■ **Texte à analyser**:
<<<<
L'Événement
"Un film d'auteur sans autrice ", comme l'observe sévèrement Critikat ? Le jury de la Mostra de Venise, présidé par le metteur en scène sud-coréen Bong-Joon-ho, en a décidé autrement en accordant son Lion d'or à L'Événement, d'Audrey Diwan, d'après l'œuvre-éponyme d'Annie Ernaux. S'il s'agissait ainsi de primer la densité et les résonances d'un propos alors même que le droit à l'IVG reste remis en cause (notamment au Texas...) tout en actant une année phare pour les réalisatrices (l'Oscar pour Nomadland, la palme d'or pour Titane à Cannes), la récompense est méritée. Si l'enjeu, en revanche, était de mettre en avant un ton neuf et personnalisé, on sera davantage circonspect.
Format carré, caméra au plus près du visage... Audrey Diwan, de fait, reprend sans faillir le style propre aux frères Dardenne en évoquant le sort d'Anne, étudiante en lettres issue des milieux populaires dans une ville de province, ainsi que le compte à rebours qui la mine dès lors qu'un étudiant de passage l'a rendue enceinte. On est en 1963, et l'avortement est un gros mot. Qui peut aider cette jeune femme ? L'une de ses soi-disant meilleures copines qui prétendait tout savoir de la sexualité alors qu'elle est encore vierge ? Ce médecin ignoble qui abuse de sa crédulité en lui prescrivant un médicament censé provoquer les règles quand au contraire il renforce l'embryon ?
>>>>
■ **Entrées fournies**:
<<<<
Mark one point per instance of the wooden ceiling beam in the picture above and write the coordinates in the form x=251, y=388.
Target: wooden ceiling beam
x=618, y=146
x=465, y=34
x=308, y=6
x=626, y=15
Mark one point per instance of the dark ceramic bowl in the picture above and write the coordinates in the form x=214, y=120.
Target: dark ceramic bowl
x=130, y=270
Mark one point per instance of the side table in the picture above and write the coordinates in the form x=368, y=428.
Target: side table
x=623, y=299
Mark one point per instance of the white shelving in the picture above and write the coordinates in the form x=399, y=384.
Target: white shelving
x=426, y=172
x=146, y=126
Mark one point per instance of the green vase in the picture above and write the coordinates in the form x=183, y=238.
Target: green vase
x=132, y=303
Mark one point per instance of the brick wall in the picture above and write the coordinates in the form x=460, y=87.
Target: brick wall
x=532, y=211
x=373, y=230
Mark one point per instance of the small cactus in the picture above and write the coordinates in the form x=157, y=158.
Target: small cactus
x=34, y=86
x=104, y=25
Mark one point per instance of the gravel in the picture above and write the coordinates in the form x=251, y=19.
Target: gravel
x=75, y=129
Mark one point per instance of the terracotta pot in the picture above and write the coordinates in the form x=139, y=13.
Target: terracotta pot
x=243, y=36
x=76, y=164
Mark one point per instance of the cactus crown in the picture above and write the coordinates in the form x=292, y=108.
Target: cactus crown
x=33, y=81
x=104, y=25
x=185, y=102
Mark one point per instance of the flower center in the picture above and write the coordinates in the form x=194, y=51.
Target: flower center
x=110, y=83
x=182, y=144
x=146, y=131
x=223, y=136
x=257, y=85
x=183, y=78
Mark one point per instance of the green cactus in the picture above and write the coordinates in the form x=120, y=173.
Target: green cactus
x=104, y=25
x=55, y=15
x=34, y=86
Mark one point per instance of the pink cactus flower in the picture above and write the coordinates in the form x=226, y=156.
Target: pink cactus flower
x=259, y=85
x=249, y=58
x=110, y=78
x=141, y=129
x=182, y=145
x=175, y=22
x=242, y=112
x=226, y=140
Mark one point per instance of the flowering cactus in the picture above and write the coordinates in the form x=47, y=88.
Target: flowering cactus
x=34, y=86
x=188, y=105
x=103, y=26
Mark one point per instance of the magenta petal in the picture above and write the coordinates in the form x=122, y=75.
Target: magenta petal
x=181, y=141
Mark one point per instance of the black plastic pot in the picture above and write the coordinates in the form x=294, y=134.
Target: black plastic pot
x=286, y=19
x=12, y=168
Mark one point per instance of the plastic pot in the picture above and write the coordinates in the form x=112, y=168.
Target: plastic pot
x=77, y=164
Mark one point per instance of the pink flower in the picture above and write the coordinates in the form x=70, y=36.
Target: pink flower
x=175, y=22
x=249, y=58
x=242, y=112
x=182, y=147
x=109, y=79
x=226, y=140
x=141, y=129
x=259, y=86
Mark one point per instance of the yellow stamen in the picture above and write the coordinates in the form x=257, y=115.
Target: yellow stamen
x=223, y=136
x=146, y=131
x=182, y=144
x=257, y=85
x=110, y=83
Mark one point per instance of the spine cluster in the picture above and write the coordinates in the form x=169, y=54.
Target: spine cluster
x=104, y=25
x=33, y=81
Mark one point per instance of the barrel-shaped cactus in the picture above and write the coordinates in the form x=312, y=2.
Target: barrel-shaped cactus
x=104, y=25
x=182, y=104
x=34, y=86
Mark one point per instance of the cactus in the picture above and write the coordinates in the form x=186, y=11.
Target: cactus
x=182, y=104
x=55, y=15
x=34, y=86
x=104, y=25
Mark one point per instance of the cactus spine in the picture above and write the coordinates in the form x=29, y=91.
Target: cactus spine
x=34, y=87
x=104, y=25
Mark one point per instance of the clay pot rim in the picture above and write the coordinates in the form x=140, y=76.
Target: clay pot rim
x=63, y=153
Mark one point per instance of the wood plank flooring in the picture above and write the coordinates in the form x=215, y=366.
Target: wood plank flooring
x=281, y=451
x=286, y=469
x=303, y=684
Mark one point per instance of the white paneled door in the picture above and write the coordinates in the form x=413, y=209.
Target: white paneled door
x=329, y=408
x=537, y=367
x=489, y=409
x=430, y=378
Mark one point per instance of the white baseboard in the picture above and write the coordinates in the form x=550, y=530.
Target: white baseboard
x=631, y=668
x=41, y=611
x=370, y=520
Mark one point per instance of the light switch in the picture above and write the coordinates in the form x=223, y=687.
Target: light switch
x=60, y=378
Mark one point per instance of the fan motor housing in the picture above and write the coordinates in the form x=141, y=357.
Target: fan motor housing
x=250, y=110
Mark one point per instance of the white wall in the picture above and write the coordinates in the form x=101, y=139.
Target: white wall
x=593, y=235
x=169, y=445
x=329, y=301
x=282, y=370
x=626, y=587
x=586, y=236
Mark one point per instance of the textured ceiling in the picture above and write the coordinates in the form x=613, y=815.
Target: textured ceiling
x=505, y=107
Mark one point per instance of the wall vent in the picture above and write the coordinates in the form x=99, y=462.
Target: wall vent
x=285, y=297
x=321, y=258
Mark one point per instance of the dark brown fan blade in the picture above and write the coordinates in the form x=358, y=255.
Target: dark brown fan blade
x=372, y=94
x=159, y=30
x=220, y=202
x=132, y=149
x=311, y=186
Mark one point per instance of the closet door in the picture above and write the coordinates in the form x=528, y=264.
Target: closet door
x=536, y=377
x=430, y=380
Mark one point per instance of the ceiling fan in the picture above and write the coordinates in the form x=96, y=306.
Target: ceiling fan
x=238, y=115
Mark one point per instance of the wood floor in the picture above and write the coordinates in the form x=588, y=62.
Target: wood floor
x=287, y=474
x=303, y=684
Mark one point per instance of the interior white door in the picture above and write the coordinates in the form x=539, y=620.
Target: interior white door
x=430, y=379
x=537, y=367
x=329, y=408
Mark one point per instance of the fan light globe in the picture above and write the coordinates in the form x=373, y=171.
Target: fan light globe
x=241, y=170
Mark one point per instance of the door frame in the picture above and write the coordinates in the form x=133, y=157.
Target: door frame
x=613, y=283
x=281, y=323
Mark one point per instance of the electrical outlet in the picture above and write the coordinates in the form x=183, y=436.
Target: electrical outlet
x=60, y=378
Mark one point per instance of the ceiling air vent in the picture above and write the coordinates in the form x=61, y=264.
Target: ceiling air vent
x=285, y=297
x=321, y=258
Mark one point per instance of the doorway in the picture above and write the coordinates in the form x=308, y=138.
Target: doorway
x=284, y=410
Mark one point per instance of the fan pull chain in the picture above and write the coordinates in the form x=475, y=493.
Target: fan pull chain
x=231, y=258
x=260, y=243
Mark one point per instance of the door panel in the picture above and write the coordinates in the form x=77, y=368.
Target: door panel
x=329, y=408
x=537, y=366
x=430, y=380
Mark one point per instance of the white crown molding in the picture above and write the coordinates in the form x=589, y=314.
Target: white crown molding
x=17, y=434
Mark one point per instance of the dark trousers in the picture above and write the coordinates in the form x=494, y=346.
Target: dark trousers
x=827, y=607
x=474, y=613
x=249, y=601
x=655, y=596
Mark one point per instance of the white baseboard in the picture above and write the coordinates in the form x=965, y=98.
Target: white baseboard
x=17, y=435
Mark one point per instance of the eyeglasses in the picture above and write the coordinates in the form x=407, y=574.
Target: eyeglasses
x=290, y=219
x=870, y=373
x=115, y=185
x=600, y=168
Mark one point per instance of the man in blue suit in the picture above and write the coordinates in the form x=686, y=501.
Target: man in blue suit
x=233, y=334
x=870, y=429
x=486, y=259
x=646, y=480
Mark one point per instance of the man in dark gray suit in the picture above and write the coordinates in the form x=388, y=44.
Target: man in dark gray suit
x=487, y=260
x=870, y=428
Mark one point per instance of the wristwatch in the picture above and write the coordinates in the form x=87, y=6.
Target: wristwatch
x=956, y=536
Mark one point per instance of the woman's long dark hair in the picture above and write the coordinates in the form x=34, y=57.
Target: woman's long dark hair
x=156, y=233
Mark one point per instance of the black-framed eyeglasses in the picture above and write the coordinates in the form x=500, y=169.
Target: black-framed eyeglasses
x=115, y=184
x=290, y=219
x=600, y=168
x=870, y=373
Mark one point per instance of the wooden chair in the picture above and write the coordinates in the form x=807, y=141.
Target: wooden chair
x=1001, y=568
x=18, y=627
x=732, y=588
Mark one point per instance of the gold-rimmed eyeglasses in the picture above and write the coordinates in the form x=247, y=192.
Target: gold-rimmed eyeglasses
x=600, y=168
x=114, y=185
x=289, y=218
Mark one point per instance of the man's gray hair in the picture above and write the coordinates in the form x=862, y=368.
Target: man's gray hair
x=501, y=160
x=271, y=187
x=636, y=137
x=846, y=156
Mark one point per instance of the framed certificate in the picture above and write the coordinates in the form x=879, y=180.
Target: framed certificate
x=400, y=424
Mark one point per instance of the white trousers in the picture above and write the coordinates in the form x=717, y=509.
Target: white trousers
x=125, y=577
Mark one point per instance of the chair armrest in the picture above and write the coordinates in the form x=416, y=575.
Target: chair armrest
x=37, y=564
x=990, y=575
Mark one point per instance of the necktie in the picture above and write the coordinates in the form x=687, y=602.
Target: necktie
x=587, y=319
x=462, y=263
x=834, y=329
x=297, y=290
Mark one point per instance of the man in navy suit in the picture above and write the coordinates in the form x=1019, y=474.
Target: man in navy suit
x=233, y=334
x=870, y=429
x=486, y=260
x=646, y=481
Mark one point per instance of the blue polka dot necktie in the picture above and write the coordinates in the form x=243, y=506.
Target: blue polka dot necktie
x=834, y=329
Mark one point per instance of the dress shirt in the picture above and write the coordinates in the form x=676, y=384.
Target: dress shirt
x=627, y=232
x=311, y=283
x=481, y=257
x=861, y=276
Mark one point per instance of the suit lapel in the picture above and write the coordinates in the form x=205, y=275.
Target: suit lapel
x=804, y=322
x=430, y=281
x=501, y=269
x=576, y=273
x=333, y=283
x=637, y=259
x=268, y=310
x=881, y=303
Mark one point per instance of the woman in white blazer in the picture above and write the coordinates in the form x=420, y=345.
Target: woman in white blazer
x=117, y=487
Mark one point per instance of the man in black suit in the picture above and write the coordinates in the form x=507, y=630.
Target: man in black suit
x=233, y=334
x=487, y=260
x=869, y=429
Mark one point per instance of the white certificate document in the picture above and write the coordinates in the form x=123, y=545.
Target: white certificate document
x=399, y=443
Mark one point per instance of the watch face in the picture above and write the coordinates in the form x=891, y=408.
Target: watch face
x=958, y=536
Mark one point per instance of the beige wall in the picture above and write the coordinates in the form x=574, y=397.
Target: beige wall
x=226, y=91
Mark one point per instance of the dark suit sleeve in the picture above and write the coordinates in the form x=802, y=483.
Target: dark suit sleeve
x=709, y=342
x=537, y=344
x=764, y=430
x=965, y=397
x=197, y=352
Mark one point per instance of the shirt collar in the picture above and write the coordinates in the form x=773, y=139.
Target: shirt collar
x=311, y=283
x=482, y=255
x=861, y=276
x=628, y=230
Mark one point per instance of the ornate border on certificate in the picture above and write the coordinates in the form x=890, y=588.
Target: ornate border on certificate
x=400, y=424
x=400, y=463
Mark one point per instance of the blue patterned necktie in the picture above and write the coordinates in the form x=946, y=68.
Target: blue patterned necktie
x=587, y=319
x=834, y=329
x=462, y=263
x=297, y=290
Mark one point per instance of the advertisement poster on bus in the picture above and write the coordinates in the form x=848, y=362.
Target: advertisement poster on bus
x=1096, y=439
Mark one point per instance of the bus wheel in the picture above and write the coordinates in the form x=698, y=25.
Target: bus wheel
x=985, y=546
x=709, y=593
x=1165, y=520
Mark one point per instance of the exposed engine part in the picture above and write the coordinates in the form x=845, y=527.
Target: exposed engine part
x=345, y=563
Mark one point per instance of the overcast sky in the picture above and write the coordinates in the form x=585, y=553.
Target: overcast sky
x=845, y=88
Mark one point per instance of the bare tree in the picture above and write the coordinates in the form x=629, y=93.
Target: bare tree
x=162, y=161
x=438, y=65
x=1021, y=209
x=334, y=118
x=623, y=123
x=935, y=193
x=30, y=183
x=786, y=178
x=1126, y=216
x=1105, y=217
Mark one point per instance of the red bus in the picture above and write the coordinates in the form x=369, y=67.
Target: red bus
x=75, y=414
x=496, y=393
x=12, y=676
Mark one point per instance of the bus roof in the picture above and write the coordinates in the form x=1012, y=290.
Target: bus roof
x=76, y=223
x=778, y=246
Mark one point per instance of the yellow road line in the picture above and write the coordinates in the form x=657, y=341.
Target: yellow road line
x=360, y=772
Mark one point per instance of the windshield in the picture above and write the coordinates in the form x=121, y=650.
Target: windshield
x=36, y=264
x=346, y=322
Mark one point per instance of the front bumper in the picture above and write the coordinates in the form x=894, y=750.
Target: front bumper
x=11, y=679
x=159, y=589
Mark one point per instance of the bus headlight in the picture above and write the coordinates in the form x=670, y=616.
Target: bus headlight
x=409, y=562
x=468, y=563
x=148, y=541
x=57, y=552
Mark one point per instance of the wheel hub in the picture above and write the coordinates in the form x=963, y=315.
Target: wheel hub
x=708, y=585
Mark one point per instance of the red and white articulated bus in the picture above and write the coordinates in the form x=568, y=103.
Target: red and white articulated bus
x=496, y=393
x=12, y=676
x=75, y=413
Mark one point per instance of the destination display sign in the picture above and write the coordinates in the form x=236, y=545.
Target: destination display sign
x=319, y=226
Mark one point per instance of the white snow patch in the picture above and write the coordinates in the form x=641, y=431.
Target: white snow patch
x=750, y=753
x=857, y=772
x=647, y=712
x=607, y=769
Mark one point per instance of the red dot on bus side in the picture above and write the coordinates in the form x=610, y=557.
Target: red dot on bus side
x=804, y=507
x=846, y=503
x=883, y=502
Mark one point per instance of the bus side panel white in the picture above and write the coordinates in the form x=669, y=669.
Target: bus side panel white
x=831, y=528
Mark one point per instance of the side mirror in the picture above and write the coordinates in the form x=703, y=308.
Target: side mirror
>>>>
■ **Travail demandé**:
[1] Répondez à ces questions à partir de la critique de L'Événement :
(a) Qui présidait le jury de la Mostra de Venise ?
(b) En quelle année se déroule l'histoire d'Anne ?
(c) Quelles études suit Anne ?
[2] Poursuivez la critique de L'Événement après sa dernière phrase.
Les enregistrements constituent un matériau distinct du texte.

■ **Réponses par tâche**:
[1]
(a) Le metteur en scène sud-coréen Bong-Joon-ho.
(b) En 1963.
(c) Des études de lettres.

[2]
Implacable dans sa construction et cochant toutes les cases d'un naturalisme qui ne saisit Anne que dans sa dimension psycho-physiologique (on n'en saura guère plus sur sa passion pour Sartre suggérée au début du film...) la mise en scène offre un curieux cocktail de vibrations indéniables et de séquences attendues. On y retrouve guère la sidération qu'avait su créer le réalisateur roumain Cristian Mengiu dans 4 mois, 3 semaines, deux jours... La rage soigneusement contextualisée d'un Chabrol dans Une Affaire de femmes manque également à l'appel.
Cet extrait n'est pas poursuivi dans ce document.